> **ABOUT THIS TASK**
Set down exactly the lines of the listing below that begin at the one containing "[locate] the river" and end at the last line, both included.

> **ENTRIES SUPPLIED**
##########

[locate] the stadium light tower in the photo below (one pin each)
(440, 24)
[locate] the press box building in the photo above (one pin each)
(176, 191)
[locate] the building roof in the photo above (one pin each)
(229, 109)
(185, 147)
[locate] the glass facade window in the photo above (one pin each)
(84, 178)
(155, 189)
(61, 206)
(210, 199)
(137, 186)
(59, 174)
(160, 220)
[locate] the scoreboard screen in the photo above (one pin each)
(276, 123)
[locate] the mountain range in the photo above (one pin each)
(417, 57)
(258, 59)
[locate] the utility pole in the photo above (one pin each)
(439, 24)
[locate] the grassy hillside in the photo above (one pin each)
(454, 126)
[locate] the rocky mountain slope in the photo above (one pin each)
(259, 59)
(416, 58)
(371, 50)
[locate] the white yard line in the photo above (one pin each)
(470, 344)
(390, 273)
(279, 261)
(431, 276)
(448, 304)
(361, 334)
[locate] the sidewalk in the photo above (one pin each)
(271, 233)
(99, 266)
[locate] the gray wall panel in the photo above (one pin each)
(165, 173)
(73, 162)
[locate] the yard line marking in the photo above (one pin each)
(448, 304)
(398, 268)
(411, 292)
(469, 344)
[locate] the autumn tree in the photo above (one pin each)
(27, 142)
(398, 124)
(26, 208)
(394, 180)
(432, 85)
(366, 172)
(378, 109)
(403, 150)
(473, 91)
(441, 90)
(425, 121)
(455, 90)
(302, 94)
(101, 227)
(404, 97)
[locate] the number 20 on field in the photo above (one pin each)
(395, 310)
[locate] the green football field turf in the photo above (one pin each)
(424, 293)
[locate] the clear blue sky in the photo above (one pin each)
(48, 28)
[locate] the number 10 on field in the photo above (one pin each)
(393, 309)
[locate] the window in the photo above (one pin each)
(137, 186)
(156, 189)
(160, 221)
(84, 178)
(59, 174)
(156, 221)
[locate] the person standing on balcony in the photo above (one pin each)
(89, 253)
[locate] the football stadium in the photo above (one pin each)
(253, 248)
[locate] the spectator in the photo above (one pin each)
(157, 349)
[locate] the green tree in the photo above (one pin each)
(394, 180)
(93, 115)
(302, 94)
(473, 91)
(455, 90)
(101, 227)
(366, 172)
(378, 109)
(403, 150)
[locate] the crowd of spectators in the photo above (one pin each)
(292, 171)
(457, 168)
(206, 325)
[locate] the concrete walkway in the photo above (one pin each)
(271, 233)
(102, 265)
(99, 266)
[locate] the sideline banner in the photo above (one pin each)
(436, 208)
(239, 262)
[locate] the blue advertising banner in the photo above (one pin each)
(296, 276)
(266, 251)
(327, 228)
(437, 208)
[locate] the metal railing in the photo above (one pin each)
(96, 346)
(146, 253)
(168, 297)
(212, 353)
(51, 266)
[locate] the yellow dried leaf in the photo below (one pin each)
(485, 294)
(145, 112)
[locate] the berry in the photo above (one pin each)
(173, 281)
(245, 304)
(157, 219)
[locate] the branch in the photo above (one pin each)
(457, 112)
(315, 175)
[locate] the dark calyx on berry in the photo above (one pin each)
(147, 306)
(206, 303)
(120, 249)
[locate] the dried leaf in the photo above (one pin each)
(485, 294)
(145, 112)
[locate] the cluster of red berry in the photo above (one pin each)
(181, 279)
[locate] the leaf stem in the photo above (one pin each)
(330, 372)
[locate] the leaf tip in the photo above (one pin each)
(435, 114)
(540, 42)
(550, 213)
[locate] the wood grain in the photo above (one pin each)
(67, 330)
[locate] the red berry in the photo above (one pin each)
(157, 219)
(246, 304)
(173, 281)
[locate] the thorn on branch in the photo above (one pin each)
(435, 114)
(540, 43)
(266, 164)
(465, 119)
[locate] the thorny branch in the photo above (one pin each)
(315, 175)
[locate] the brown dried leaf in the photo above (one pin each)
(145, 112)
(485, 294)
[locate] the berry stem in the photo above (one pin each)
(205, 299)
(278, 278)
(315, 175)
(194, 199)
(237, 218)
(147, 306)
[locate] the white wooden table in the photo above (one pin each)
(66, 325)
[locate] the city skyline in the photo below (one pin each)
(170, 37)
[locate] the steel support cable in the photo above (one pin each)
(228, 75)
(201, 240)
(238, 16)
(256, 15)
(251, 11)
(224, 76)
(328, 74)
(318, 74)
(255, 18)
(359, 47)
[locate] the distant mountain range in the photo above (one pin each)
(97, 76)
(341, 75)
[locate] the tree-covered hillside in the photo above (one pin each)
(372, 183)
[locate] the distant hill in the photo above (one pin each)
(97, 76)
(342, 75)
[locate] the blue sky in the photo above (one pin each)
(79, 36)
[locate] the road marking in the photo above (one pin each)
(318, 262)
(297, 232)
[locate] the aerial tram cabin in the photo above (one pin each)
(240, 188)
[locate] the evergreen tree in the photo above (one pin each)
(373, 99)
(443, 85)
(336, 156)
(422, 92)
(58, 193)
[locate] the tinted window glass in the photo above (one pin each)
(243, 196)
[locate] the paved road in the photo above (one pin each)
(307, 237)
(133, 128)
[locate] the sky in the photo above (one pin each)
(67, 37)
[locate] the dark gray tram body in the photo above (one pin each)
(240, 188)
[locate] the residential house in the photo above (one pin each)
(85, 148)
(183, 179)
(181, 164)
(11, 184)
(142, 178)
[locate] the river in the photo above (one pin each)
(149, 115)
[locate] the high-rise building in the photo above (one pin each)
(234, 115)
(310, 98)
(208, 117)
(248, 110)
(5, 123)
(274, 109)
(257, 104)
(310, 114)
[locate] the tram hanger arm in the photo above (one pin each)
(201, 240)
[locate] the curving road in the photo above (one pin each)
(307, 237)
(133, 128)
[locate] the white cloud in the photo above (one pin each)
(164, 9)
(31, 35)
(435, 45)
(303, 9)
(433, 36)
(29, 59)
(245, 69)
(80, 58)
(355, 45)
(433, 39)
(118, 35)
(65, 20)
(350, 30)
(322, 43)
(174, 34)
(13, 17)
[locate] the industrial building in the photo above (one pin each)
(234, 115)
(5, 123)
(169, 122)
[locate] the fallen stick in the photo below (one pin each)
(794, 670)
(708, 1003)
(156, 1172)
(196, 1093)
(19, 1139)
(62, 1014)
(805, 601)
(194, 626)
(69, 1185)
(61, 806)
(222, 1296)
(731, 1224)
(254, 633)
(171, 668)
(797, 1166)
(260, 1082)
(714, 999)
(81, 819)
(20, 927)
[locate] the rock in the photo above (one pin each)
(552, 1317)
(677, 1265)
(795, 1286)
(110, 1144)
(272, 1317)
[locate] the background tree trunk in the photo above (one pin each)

##########

> **WRITTEN RESPONSE**
[locate] the river in the photo above (one pin each)
(149, 115)
[locate] the high-rise building in the photo above (one pin each)
(234, 115)
(310, 98)
(208, 117)
(248, 110)
(5, 123)
(274, 109)
(257, 104)
(310, 114)
[locate] the tram hanger arm in the photo above (one pin each)
(201, 240)
[locate] the curving road in the photo above (one pin each)
(307, 237)
(133, 128)
[locate] the white cloud in the photo above (one pin each)
(164, 9)
(31, 35)
(435, 45)
(303, 9)
(433, 36)
(29, 59)
(245, 69)
(80, 58)
(355, 45)
(433, 39)
(118, 35)
(65, 20)
(350, 30)
(322, 43)
(174, 34)
(13, 17)
[locate] the industrial building in the photo above (one pin each)
(234, 115)
(5, 123)
(169, 122)
[locate] the fallen stick in the photo below (one pin each)
(794, 670)
(708, 1003)
(156, 1172)
(196, 1093)
(19, 1139)
(62, 1014)
(805, 601)
(194, 626)
(69, 1185)
(61, 806)
(222, 1296)
(731, 1224)
(254, 633)
(171, 668)
(797, 1166)
(260, 1082)
(714, 999)
(81, 819)
(20, 927)
[locate] the rock in the photo above (one pin each)
(552, 1317)
(677, 1265)
(795, 1286)
(110, 1144)
(272, 1317)
[locate] the background tree trunk in the photo above (one pin each)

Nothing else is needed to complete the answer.